Jo Ann McDowell Little was born in Henderson, North Carolina to Marvin and Myrtle McDowell in 1944. Like the rest of us, she grew to have expectations. She was normal, like most of us. No silver spoon. Not wealthy. Not famous. Just maturing from childhood to young lady, to mother at 23, to grandmother at 42, to great-grandmother at 64. The arrival of great-granddaughter Jayla, was two years after her diagnosis of early Alzheimer’s.
To us, the loves, the caregivers, and the family, that which took her away from us is characterized as something evil, to be sure, but it is more an elusive corruption. And one requiring effort on the scale of the Manhattan Project to defeat. Not one of Alzheimer’s victims deserve it. Despite advice to “keep your mind active” the disease didn’t spare the active authors, judge, or math professor that shared Jo Ann’s care facility during her 10 year residence.

(Work instruction A) Translate this sentence from the tribute to Jo Ann McDowell Little into Spanish: "Jo Ann McDowell Little was born in Henderson, North Carolina to Marvin and Myrtle McDowell in 1944."
(Work instruction B) According to the tribute to Jo Ann McDowell Little, how long after her diagnosis of early Alzheimer's did her great-granddaughter Jayla arrive?
(Work instruction C) From the tribute to Jo Ann McDowell Little, echo the passage that opens with the words containing "To us, the loves, the" and closes with "10 year residence.".

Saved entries
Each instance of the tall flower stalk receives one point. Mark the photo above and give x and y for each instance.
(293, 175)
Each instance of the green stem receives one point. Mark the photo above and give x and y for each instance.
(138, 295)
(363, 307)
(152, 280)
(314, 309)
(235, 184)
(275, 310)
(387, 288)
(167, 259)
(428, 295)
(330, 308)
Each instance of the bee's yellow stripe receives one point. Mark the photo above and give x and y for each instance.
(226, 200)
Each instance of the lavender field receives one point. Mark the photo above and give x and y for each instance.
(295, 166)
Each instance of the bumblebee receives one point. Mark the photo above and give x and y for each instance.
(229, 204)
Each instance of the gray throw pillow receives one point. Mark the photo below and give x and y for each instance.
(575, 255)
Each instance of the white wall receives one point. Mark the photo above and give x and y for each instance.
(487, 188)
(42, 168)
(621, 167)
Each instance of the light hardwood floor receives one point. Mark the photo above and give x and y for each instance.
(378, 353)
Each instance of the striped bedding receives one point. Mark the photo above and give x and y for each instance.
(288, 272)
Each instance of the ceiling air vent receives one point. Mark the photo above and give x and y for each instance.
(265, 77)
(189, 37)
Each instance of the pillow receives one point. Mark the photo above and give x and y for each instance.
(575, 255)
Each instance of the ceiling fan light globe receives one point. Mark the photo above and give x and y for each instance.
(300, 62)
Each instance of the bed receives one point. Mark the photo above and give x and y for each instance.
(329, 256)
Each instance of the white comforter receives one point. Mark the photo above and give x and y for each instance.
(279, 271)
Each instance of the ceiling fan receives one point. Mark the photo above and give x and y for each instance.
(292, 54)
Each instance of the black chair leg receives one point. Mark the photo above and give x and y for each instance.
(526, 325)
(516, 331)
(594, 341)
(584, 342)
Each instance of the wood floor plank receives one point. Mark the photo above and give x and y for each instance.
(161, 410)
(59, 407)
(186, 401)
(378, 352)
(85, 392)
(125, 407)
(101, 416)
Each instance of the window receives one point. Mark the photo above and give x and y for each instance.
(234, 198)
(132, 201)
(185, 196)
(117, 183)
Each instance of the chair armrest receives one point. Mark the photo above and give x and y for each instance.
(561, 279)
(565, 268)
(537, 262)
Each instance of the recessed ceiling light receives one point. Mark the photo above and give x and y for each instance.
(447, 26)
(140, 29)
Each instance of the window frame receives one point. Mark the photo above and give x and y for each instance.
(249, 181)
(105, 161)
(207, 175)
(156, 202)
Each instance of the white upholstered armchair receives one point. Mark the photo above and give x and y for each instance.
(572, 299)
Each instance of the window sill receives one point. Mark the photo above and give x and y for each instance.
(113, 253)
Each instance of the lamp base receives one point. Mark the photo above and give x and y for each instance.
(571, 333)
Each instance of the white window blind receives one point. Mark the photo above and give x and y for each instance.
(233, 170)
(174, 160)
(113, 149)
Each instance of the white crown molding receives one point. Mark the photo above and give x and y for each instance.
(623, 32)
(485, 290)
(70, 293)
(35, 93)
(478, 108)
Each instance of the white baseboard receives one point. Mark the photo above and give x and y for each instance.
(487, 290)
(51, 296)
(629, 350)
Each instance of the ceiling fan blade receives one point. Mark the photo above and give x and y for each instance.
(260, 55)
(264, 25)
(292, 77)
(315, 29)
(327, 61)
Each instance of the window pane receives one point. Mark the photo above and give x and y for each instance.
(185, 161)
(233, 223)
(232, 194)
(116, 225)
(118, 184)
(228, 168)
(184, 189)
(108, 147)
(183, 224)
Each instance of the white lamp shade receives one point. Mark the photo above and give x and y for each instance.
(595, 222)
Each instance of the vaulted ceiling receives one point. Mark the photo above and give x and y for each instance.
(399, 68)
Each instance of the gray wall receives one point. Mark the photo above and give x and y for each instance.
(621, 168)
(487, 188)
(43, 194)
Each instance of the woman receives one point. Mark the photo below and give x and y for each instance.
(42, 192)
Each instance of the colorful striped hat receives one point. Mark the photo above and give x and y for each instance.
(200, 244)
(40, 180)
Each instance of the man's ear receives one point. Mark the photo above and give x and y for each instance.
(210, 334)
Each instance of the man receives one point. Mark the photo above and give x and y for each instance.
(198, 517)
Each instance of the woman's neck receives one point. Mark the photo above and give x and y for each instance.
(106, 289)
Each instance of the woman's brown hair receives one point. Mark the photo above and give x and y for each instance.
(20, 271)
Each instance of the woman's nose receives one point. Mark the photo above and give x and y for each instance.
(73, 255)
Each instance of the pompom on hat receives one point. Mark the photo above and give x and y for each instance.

(Response box A) Jo Ann McDowell Little nació en Henderson, Carolina del Norte, hija de Marvin y Myrtle McDowell, en 1944.

(Response box B) Two years after the diagnosis.

(Response box C)
To us, the loves, the caregivers, and the family, that which took her away from us is characterized as something evil, to be sure, but it is more an elusive corruption. And one requiring effort on the scale of the Manhattan Project to defeat. Not one of Alzheimer’s victims deserve it. Despite advice to “keep your mind active” the disease didn’t spare the active authors, judge, or math professor that shared Jo Ann’s care facility during her 10 year residence.